*Exercise instructions*. Could you reproduce the lines below from the one with "box: [58, 173, 103, 197]" through the one with "183L84 187L91 188L93"? Keep both ends and add nothing.

#### Material provided

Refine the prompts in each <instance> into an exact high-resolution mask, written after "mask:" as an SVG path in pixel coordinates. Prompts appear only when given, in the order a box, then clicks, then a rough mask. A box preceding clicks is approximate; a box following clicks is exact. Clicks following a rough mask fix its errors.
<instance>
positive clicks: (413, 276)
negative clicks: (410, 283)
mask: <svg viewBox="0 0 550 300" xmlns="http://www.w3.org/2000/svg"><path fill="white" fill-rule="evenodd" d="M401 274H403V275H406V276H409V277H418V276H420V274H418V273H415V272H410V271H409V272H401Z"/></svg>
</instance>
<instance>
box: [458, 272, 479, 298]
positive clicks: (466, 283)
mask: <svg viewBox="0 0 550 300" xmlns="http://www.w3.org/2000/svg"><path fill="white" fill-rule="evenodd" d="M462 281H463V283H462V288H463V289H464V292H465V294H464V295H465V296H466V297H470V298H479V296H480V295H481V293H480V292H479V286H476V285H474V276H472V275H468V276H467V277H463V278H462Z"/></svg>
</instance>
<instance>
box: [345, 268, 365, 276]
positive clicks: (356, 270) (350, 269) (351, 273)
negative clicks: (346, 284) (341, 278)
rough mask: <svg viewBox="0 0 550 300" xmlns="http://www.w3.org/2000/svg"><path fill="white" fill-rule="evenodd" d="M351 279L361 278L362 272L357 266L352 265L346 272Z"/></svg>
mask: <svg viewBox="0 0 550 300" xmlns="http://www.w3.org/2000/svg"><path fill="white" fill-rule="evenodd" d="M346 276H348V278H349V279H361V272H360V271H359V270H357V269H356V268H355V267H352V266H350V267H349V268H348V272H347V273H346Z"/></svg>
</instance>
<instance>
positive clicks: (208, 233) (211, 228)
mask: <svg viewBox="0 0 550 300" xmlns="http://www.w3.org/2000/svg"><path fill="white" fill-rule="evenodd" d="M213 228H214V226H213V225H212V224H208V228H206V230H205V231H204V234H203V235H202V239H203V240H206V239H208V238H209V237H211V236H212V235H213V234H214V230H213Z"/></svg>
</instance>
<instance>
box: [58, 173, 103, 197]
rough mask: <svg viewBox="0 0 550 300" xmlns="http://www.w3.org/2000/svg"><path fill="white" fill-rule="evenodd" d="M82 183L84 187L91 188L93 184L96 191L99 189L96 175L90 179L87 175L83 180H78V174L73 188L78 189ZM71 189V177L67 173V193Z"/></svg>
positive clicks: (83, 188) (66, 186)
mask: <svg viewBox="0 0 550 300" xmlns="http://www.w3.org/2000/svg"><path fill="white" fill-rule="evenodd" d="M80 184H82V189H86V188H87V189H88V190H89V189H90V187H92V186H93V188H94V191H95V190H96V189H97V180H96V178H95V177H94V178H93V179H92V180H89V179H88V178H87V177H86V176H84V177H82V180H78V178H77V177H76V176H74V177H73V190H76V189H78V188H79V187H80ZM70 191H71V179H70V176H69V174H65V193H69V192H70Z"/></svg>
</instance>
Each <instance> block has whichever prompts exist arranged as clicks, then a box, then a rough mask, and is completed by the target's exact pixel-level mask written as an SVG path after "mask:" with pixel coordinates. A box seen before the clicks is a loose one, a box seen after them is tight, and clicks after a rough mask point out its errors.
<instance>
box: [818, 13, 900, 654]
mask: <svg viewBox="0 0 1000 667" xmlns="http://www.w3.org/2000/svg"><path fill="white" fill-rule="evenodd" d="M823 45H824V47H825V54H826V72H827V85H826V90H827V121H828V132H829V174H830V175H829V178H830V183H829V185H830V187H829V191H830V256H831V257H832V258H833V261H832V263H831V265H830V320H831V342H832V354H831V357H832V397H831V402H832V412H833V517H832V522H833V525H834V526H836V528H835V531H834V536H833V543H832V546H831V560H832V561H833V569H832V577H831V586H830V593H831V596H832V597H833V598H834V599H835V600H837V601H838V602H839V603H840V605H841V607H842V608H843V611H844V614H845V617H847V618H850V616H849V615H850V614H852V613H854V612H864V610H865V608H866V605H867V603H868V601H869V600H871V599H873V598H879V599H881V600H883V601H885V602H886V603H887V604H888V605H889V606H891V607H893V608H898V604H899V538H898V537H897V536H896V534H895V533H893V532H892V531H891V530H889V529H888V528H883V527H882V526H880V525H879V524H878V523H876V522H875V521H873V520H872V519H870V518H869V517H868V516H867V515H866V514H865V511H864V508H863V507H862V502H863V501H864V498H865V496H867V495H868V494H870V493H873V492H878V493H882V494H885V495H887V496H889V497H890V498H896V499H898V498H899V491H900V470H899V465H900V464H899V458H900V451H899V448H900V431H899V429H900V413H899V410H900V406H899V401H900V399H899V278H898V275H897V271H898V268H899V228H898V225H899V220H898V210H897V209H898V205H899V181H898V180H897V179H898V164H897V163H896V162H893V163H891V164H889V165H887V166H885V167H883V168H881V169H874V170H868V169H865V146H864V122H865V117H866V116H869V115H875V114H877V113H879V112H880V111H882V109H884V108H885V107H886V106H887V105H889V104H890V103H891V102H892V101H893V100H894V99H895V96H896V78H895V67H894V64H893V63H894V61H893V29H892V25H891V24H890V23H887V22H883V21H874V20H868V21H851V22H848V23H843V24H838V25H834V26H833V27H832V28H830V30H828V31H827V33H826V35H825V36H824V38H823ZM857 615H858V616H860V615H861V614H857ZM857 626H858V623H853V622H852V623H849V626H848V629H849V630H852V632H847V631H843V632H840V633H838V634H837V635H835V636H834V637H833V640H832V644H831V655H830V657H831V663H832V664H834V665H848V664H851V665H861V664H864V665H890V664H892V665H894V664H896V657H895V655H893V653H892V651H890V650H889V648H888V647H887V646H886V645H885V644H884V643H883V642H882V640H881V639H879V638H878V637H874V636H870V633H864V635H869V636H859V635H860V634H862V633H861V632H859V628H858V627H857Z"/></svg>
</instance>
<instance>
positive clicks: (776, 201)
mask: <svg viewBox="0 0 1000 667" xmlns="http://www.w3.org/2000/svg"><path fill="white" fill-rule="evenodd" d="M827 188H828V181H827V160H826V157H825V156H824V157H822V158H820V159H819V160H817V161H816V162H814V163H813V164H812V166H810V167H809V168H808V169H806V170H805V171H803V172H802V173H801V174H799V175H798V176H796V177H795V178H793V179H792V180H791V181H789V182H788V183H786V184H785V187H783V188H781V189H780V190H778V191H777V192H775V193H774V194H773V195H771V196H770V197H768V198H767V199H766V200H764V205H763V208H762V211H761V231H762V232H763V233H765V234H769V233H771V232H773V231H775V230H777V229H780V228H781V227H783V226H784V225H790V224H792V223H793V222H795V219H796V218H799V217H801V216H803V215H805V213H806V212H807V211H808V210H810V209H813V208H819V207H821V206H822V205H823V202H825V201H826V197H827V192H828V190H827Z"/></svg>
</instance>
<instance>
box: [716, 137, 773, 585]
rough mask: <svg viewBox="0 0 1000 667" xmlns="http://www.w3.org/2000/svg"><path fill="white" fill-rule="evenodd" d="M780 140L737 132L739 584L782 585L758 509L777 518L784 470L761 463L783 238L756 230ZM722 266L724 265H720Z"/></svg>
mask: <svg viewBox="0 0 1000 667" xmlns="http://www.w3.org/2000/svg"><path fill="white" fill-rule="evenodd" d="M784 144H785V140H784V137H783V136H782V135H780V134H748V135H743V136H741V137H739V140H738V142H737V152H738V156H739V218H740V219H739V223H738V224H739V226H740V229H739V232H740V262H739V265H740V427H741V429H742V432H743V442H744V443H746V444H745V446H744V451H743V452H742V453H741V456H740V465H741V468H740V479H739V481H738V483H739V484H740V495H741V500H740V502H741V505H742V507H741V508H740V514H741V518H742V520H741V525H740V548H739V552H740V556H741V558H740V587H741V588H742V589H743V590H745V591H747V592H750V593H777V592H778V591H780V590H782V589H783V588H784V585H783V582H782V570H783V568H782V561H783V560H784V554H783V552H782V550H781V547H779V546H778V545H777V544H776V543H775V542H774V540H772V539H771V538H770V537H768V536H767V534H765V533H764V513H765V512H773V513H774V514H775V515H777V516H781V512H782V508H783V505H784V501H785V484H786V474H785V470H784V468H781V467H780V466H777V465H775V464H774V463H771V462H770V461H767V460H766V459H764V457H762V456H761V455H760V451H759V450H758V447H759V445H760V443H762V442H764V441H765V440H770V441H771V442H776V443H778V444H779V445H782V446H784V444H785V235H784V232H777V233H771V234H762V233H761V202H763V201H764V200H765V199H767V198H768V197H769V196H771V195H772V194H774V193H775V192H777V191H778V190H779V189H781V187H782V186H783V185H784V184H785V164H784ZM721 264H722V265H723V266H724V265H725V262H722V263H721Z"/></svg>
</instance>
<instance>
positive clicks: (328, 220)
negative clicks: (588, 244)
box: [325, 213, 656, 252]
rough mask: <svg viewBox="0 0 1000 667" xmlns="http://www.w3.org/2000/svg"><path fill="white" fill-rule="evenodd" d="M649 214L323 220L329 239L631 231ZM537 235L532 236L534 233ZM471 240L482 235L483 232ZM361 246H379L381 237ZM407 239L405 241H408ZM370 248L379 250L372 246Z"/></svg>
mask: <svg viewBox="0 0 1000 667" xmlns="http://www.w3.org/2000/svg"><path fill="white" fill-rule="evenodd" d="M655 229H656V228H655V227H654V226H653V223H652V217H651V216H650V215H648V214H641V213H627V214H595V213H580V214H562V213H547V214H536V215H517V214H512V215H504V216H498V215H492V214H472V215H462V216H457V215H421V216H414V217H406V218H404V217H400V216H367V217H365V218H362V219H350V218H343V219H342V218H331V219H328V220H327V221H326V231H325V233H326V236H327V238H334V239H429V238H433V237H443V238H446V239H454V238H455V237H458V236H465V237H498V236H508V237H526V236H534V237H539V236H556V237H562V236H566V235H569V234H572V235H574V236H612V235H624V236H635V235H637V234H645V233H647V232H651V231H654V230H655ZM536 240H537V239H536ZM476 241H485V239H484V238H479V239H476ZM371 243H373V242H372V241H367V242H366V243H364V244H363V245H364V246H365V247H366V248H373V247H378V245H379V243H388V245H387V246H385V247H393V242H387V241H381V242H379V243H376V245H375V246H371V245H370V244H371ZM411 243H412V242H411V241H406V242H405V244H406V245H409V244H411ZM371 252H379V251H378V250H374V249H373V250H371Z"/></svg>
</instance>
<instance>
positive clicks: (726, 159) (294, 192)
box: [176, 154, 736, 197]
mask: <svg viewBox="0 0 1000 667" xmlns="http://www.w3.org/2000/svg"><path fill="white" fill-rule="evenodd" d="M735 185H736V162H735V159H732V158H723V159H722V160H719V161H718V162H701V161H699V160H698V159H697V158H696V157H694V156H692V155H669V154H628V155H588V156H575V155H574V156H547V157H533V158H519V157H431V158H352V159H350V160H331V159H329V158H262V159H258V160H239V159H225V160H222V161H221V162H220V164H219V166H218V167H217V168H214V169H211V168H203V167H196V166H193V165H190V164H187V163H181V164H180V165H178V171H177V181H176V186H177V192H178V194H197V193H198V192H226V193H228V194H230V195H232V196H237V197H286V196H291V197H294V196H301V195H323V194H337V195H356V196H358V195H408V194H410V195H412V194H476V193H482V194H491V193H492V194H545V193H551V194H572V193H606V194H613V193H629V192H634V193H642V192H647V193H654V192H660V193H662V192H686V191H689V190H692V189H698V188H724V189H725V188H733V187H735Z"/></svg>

########

*Exercise result*.
box: [58, 173, 103, 197]
rough mask: <svg viewBox="0 0 550 300" xmlns="http://www.w3.org/2000/svg"><path fill="white" fill-rule="evenodd" d="M82 183L84 187L91 188L93 184L96 191L99 189L96 175L90 179L87 175L83 180H78V174L73 188L78 189ZM71 189V177L67 173V193Z"/></svg>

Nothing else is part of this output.